● **Activity**
For the listing underneath, give the count of lines containing the string "below" and nothing further.

● **Data provided**
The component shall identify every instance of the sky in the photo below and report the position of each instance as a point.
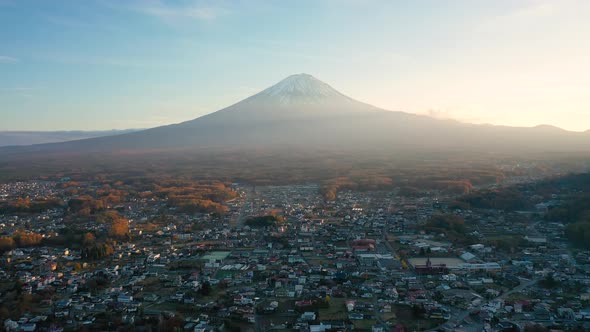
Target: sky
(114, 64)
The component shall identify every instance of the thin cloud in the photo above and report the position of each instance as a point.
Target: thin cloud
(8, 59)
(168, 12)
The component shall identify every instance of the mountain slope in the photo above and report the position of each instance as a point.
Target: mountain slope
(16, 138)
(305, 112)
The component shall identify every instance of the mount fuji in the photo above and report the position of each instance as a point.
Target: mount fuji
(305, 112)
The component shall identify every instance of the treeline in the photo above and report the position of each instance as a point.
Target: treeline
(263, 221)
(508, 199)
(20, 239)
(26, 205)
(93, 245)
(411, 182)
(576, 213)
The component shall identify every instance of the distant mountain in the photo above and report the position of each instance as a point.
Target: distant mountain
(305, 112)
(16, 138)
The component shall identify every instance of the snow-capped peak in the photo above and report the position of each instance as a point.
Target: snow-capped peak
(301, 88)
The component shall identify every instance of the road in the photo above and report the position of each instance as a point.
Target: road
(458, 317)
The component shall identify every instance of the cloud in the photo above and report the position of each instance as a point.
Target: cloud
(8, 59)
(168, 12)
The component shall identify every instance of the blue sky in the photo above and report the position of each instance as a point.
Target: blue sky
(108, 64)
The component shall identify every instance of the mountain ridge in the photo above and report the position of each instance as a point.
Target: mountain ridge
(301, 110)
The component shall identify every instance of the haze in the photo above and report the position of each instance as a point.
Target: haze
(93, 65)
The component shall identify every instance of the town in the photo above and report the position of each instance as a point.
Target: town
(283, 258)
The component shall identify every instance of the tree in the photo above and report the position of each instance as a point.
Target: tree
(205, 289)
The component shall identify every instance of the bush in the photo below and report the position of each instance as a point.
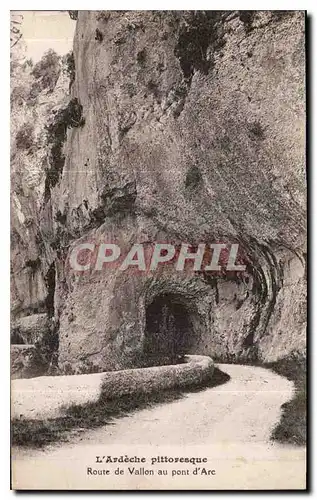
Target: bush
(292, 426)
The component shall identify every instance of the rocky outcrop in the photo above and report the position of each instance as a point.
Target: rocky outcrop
==
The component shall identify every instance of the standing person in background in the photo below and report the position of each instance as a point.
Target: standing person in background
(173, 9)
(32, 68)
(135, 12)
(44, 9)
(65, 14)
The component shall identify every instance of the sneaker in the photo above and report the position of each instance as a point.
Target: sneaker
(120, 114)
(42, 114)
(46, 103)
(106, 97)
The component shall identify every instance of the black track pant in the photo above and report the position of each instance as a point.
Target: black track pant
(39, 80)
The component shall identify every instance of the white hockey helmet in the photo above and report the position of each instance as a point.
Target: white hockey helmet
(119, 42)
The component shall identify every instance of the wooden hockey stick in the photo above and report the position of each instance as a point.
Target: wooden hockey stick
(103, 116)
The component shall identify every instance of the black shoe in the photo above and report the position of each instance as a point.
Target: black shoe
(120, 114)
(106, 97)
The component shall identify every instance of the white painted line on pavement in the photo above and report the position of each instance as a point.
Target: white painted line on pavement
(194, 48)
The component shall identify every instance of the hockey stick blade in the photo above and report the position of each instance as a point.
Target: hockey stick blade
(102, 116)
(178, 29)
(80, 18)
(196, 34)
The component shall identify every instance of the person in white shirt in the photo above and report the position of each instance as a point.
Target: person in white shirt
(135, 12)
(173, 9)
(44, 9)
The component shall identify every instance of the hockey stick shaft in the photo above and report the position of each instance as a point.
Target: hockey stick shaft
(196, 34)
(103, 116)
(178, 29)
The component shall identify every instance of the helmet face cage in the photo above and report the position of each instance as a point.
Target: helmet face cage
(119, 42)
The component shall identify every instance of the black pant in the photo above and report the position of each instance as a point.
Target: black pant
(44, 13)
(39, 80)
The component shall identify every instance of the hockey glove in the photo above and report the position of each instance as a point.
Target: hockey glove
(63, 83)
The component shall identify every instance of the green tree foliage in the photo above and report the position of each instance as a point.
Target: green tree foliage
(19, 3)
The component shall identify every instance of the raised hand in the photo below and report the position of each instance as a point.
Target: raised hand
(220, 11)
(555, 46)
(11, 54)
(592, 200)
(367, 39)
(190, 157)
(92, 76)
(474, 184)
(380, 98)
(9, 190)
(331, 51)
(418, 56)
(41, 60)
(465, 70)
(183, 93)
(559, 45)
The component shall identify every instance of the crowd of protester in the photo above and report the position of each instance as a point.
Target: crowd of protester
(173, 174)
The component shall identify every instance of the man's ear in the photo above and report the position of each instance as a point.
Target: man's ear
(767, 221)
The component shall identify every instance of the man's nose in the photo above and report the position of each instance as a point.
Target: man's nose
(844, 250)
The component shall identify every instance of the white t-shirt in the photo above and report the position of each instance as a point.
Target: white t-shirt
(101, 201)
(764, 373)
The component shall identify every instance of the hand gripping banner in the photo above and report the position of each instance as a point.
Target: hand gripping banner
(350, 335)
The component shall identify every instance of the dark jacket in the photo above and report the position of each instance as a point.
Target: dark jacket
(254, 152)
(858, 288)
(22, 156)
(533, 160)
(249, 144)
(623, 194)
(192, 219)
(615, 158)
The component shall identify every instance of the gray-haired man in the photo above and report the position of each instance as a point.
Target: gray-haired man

● **Exercise output**
4